→ **TASK STATEMENT**
Copy out all the lines of the data that hold the word "sample".

→ **DATA UNDER STUDY**
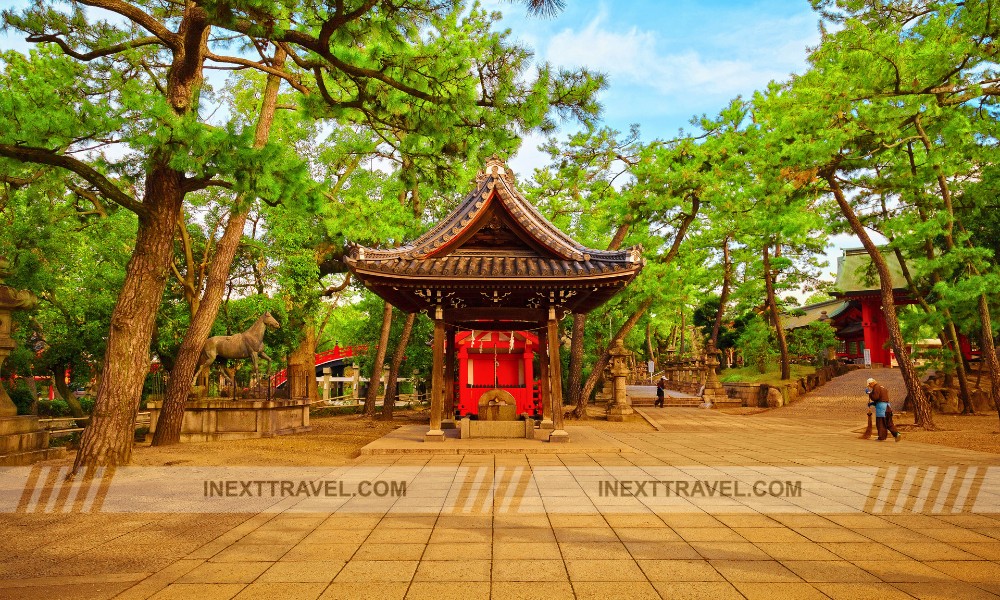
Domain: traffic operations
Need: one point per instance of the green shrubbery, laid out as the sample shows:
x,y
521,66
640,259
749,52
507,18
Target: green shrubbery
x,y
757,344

* * *

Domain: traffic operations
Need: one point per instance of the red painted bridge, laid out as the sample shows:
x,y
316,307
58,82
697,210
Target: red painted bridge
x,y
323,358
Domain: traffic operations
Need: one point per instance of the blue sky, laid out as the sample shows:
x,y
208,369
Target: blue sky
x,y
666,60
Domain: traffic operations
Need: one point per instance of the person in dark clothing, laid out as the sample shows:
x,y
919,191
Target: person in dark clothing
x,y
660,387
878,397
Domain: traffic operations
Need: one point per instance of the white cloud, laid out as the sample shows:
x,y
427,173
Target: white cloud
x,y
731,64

---

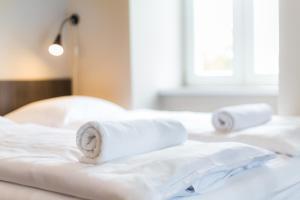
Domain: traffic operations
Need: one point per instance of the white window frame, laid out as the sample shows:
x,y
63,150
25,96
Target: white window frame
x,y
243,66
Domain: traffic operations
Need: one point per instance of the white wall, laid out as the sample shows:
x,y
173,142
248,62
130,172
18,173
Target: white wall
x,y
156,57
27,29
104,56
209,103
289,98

→ **OUTPUT FOR THIS TASK**
Need: one point per instance of the green shrubbery, laid out as the sample shows:
Need: one point per instance of the red painted bridge, laid out as the sample shows:
Need: one point per instance of the blue sky, laid out as the sample shows:
Need: one point per instance of the person in dark clothing, laid out as the sample shows:
Need: one point per instance of the white cloud, laid out as the sample shows:
Need: one point per instance of the white window frame, laid out as the sample shows:
Need: one point per instance of the white wall, laid out as the sample shows:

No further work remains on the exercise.